_Entries shown_:
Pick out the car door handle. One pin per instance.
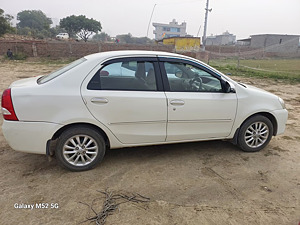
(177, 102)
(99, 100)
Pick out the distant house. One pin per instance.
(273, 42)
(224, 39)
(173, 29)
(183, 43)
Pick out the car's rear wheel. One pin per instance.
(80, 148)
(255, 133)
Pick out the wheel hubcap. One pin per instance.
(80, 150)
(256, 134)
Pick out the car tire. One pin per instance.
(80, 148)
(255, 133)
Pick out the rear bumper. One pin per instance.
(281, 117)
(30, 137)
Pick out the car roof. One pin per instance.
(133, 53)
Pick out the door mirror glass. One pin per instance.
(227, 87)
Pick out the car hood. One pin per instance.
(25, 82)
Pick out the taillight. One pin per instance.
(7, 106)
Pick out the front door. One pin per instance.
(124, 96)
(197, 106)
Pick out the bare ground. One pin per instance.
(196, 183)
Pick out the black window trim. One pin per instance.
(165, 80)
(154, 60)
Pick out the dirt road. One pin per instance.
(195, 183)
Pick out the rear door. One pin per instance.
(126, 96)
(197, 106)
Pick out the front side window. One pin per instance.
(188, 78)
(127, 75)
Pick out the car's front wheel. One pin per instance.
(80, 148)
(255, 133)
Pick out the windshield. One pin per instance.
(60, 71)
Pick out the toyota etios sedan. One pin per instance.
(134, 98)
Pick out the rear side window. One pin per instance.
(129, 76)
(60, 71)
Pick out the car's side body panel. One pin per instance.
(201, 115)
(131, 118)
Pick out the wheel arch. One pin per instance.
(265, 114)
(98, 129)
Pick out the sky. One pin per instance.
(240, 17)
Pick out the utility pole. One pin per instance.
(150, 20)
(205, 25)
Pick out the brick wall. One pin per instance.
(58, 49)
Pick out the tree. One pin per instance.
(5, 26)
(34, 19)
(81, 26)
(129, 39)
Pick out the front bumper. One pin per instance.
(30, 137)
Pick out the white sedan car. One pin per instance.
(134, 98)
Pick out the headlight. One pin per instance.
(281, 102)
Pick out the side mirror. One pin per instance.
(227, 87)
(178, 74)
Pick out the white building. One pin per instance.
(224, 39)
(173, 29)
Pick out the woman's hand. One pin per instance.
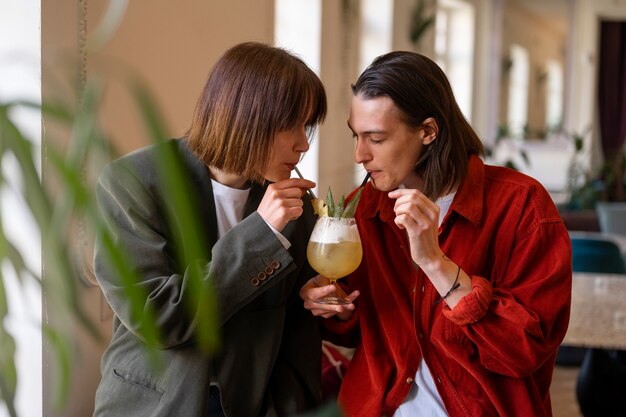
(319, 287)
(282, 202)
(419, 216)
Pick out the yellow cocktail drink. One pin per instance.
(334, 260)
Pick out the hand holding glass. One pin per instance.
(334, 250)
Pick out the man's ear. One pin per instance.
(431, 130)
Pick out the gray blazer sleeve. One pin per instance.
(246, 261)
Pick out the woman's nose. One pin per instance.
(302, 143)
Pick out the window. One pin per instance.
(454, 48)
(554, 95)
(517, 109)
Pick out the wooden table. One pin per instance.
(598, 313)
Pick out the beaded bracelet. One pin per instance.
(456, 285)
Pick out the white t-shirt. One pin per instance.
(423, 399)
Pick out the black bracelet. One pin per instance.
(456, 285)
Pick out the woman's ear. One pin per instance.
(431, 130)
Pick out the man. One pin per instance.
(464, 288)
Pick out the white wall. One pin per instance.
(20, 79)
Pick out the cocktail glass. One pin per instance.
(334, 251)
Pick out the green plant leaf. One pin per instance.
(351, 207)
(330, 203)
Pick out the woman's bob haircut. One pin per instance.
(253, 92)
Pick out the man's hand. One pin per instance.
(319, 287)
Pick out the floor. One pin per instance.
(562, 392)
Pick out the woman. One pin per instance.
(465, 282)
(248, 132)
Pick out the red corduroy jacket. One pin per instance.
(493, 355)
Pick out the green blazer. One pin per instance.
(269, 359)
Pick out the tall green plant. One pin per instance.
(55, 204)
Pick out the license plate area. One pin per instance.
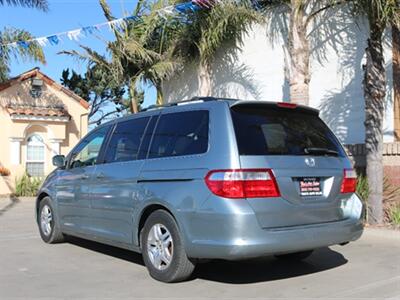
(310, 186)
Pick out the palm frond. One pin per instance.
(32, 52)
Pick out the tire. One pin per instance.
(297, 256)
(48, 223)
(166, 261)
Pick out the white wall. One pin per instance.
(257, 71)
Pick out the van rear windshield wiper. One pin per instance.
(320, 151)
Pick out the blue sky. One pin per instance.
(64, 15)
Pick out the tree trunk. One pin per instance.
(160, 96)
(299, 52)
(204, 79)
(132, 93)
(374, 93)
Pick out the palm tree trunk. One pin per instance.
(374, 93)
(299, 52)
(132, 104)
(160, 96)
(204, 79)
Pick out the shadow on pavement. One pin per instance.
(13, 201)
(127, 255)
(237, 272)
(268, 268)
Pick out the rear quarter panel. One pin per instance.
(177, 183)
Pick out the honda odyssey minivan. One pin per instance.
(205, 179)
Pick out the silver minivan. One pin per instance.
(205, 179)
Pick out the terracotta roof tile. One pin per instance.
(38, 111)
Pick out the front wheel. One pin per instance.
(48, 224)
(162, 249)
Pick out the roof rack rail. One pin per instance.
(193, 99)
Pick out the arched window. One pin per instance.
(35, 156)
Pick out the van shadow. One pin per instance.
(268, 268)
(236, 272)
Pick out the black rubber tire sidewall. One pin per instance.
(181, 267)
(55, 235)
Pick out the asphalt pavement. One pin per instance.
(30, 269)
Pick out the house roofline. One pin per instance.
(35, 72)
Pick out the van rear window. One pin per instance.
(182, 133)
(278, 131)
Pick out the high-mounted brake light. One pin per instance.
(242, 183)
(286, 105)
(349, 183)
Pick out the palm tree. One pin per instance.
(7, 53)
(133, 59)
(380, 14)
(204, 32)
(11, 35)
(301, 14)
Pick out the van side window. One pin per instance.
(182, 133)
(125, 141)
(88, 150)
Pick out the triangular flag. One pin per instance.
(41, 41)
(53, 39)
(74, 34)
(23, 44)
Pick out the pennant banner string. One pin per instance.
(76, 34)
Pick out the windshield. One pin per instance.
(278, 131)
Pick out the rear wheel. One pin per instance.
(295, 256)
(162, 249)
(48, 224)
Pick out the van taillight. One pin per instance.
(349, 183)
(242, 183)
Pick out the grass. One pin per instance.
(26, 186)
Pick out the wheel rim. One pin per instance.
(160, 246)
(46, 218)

_Task requirements_: Put each line from the one containing "Pick out the palm tree. One pin per instance." through the last line of the items into a JSON list of strings, one string per line, leaving out any blank lines.

_Written answer_:
[
  "Pick out the palm tree. One pin per instance.",
  "(7, 53)",
  "(133, 59)",
  "(380, 14)",
  "(204, 32)",
  "(11, 35)",
  "(301, 14)",
  "Pick out the van side window. One pin per instance.",
  "(182, 133)",
  "(125, 141)",
  "(88, 150)",
  "Pick out the triangular flag. One pin per instance.",
  "(41, 41)",
  "(53, 39)",
  "(74, 34)",
  "(23, 44)",
  "Pick out the pennant banner string. One pin per instance.",
  "(76, 34)",
  "Pick out the windshield. One pin per instance.",
  "(278, 131)",
  "Pick out the rear wheel. One pin per instance.",
  "(295, 256)",
  "(162, 249)",
  "(48, 224)",
  "Pick out the van taillight. One pin per instance.",
  "(349, 183)",
  "(242, 183)",
  "Pick out the grass. One pin per instance.",
  "(26, 186)",
  "Pick out the wheel rim. One pin per instance.",
  "(160, 246)",
  "(46, 218)"
]